---------- RECORDS FOR THIS TASK
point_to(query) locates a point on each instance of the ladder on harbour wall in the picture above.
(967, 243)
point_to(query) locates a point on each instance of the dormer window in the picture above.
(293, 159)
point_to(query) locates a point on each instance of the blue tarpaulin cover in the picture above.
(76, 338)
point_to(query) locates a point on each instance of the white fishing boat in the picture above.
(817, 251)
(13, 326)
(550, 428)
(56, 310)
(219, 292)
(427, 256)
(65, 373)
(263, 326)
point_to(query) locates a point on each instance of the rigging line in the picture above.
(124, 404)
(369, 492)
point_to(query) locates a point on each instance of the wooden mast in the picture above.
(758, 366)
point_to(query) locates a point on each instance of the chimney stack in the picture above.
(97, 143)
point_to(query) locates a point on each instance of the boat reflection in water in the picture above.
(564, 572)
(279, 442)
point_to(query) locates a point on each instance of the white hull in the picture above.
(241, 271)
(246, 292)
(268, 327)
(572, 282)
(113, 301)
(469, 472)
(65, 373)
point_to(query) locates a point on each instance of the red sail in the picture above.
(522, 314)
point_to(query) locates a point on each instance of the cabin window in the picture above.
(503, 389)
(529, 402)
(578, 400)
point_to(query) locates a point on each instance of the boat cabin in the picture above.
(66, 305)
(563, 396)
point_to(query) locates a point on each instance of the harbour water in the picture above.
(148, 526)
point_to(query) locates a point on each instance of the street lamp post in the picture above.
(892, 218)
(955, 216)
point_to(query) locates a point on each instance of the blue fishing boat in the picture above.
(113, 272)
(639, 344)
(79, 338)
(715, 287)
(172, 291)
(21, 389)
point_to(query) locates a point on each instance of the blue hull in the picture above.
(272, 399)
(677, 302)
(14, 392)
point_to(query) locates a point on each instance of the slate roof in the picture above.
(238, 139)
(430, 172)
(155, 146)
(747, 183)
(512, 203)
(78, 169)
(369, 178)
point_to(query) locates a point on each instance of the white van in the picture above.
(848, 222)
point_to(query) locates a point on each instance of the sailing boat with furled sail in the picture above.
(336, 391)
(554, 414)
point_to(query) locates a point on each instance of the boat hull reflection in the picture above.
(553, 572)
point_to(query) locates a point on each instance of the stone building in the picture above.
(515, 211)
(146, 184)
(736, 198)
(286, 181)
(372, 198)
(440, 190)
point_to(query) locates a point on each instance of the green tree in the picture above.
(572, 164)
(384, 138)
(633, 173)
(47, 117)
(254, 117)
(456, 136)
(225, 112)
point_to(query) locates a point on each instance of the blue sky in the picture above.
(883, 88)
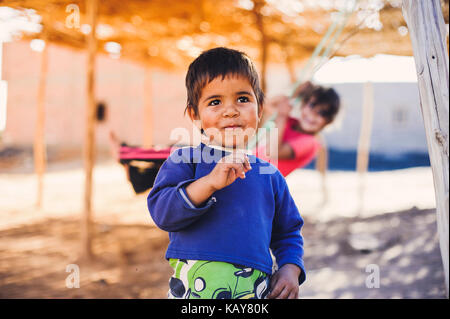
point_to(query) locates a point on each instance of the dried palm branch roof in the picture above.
(170, 33)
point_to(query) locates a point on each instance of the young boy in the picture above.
(223, 214)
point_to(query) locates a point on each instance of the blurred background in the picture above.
(381, 215)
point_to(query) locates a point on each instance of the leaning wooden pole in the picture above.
(259, 19)
(428, 36)
(39, 135)
(148, 109)
(89, 139)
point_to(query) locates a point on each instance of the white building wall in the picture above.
(397, 120)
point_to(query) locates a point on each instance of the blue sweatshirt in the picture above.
(237, 224)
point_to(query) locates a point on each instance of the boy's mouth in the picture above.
(233, 126)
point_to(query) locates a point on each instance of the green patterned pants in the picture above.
(199, 279)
--------------------
WHAT YOU ARE ASKED TO DO: Copy out every line of the items above word for word, without the pictures.

ANSWER FOR THIS EXERCISE:
point_to(query) locates a point on each instance of the ladder on harbour wall in the picture above.
(967, 243)
point_to(query) locates a point on each instance of the dormer window in the picture above.
(293, 159)
point_to(query) locates a point on each instance of the blue tarpaulin cover in the picture above.
(76, 338)
point_to(query) locates a point on each instance of the white fishing boat in the picture above.
(817, 251)
(13, 326)
(550, 428)
(56, 310)
(219, 292)
(427, 256)
(65, 373)
(263, 326)
point_to(query) locates a point on each instance of the rigging line in the picture above.
(124, 404)
(369, 492)
point_to(query) locates a point on each instance of the wooden mast in the picture above.
(758, 366)
point_to(query) locates a point on each instance of the chimney stack in the picture above.
(97, 143)
point_to(query) locates a point on each instance of the boat reflection in water in the picture above.
(564, 572)
(279, 442)
point_to(query) locates a point on each instance of the white hull in the picture above.
(241, 271)
(246, 292)
(268, 327)
(572, 282)
(113, 301)
(469, 472)
(65, 373)
point_to(query) locates a point on each instance of the red sail in the picture above.
(522, 314)
point_to(query) locates a point on each instance of the cabin window in the picture above.
(503, 389)
(529, 402)
(578, 400)
point_to(query) locates a point on each instance of the boat cabin in the picture above.
(66, 305)
(563, 396)
point_to(query) locates a point on each instance of the harbour water in the picture above.
(148, 526)
point_to(query) locates a point on each instance of the street lamp post in the picture above.
(892, 218)
(955, 216)
point_to(query) locates a point on each instance of the blue fishing boat in the picture above.
(113, 272)
(639, 344)
(79, 338)
(715, 287)
(172, 291)
(21, 389)
point_to(query) locates a point on each instance of the blue hull in the picture above.
(272, 399)
(677, 302)
(14, 392)
point_to(query) locates a point on each instance of the slate roof in the picture above.
(238, 139)
(430, 172)
(155, 146)
(747, 183)
(512, 203)
(78, 169)
(369, 178)
point_to(query) locates a point on each instance of the white van in the picture above.
(848, 222)
point_to(query) locates a point on each instance of the sailing boat with furled sail in the picture above.
(336, 391)
(554, 414)
point_to(query) locates a point on each instance of the boat hull reflection in the picture above.
(553, 572)
point_to(query) locates a point on each instance of the stone building in the picture above.
(515, 211)
(146, 184)
(736, 198)
(286, 181)
(372, 198)
(440, 190)
point_to(query) locates a point on each instance of the green tree in the picture above.
(572, 164)
(384, 138)
(633, 173)
(47, 117)
(254, 117)
(456, 136)
(225, 112)
point_to(query) locates a point on each instance of the blue sky in the picture above.
(883, 88)
point_to(query) locates a point on each instance of the dried palm branch roof in the picture above.
(170, 33)
point_to(query) locates a point on each instance of the young boy in the picture above.
(223, 214)
point_to(query) locates a point on each instance of the blurred background in the picture above.
(381, 215)
point_to(query) locates a point on each instance of the leaning wooden pole in the picture above.
(259, 19)
(428, 36)
(39, 135)
(148, 109)
(89, 139)
point_to(query) locates a point on each instance of the white building wall in the picture above.
(397, 120)
point_to(query) locates a point on each instance of the blue sweatshirt in the picture above.
(237, 224)
point_to(query) locates a point on each instance of the boy's mouth in the picture above.
(233, 126)
point_to(query) locates a point on each instance of the green patterned pants in the picture above.
(199, 279)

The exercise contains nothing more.